§ **Problem description**:
Copy out the lines of the items word for word, starting with the line that contains "trace --target asphalt" and going on through the final line of the items.
[start]
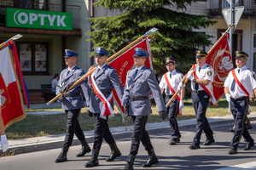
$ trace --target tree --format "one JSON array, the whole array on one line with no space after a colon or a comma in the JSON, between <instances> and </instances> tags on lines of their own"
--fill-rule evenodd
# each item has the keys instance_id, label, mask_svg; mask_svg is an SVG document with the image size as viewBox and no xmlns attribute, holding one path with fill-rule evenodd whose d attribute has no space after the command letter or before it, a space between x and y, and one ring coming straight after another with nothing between
<instances>
[{"instance_id":1,"label":"tree","mask_svg":"<svg viewBox=\"0 0 256 170\"><path fill-rule=\"evenodd\" d=\"M113 54L153 27L150 48L154 72L166 71L164 58L172 56L179 61L179 70L187 71L195 63L196 47L209 46L209 35L193 31L213 25L205 15L194 15L168 8L186 9L197 0L99 0L96 6L120 10L122 14L90 19L92 29L89 41L94 47L104 47ZM94 53L91 54L91 55ZM157 69L156 69L157 68Z\"/></svg>"}]
</instances>

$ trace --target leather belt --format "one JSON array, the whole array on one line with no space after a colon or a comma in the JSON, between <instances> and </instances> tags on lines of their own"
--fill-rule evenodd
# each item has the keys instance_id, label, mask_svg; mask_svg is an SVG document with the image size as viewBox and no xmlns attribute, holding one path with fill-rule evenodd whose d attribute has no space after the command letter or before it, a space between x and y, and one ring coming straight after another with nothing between
<instances>
[{"instance_id":1,"label":"leather belt","mask_svg":"<svg viewBox=\"0 0 256 170\"><path fill-rule=\"evenodd\" d=\"M130 99L131 101L143 100L143 99L149 99L149 96L130 96Z\"/></svg>"},{"instance_id":2,"label":"leather belt","mask_svg":"<svg viewBox=\"0 0 256 170\"><path fill-rule=\"evenodd\" d=\"M233 100L233 101L237 101L237 100L240 100L240 99L246 99L246 98L248 98L247 96L242 96L242 97L241 97L241 98L237 98L237 99L233 99L233 98L231 98L231 99Z\"/></svg>"},{"instance_id":3,"label":"leather belt","mask_svg":"<svg viewBox=\"0 0 256 170\"><path fill-rule=\"evenodd\" d=\"M102 94L110 94L111 91L103 91L102 93ZM96 95L96 94L95 93L95 91L91 91L91 94L92 95Z\"/></svg>"},{"instance_id":4,"label":"leather belt","mask_svg":"<svg viewBox=\"0 0 256 170\"><path fill-rule=\"evenodd\" d=\"M206 92L206 91L205 90L200 90L200 91L197 90L197 91L192 91L192 92L194 92L195 94L199 94Z\"/></svg>"},{"instance_id":5,"label":"leather belt","mask_svg":"<svg viewBox=\"0 0 256 170\"><path fill-rule=\"evenodd\" d=\"M66 97L74 97L74 96L80 96L81 94L63 94L63 97L66 98Z\"/></svg>"}]
</instances>

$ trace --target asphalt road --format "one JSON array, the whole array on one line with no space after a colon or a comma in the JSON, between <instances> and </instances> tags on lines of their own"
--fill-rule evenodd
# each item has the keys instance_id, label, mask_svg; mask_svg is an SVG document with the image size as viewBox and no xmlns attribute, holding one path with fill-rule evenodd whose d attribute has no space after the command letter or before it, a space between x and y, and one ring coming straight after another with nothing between
<instances>
[{"instance_id":1,"label":"asphalt road","mask_svg":"<svg viewBox=\"0 0 256 170\"><path fill-rule=\"evenodd\" d=\"M253 129L249 132L256 139L256 122L252 122ZM174 146L168 144L170 134L158 133L150 134L154 150L160 161L148 169L256 169L256 146L250 150L243 150L245 146L243 138L238 148L238 154L228 155L230 142L233 133L229 131L230 126L212 127L216 142L210 146L201 144L201 149L192 150L189 149L195 134L195 129L184 129L181 131L181 142ZM201 142L205 141L205 134L202 134ZM105 159L110 154L109 146L103 142L100 151L100 166L86 169L122 169L126 164L125 159L129 154L131 139L124 139L117 141L123 156L117 158L113 162L107 162ZM92 143L90 144L92 147ZM67 154L68 161L62 163L55 163L54 160L58 156L61 149L20 154L13 156L0 158L1 170L23 170L23 169L85 169L84 163L90 158L90 153L84 157L76 157L75 155L80 150L80 146L72 146ZM142 167L142 164L148 159L147 152L143 145L140 146L138 155L136 157L134 168L147 169ZM237 166L236 167L230 166Z\"/></svg>"}]
</instances>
[end]
§ **Answer to this task**:
$ trace --target asphalt road --format "one JSON array, the whole array on one line with no space after a colon or a comma in the JSON, between <instances> and </instances> tags on lines of their own"
--fill-rule evenodd
# each item has the keys instance_id, label, mask_svg; mask_svg is an SVG document with the image size as viewBox and no xmlns attribute, holding one path with fill-rule evenodd whose d attribute has no space after the command letter or before it, a space between x and y, and one ring coming straight after another with nothing between
<instances>
[{"instance_id":1,"label":"asphalt road","mask_svg":"<svg viewBox=\"0 0 256 170\"><path fill-rule=\"evenodd\" d=\"M253 129L249 132L256 139L256 122L252 122ZM174 146L168 144L170 134L158 133L150 134L154 150L160 161L148 169L256 169L256 146L250 150L243 150L245 146L243 138L238 148L238 154L228 155L230 142L233 133L229 131L230 126L212 127L216 142L210 146L201 144L201 149L192 150L189 149L195 134L195 129L184 129L181 131L181 142ZM201 142L205 141L205 134L202 134ZM105 159L110 154L109 146L103 142L100 151L100 166L86 169L122 169L126 164L125 159L129 154L131 139L124 139L117 141L123 156L117 158L113 162L107 162ZM92 143L90 144L92 147ZM67 154L68 161L62 163L55 163L54 160L58 156L61 149L20 154L13 156L0 158L1 170L23 170L23 169L85 169L84 163L90 158L90 153L84 157L76 157L75 155L80 150L80 146L72 146ZM142 167L142 164L148 159L147 152L143 145L140 146L138 155L136 157L134 168L147 169ZM237 166L236 167L230 166Z\"/></svg>"}]
</instances>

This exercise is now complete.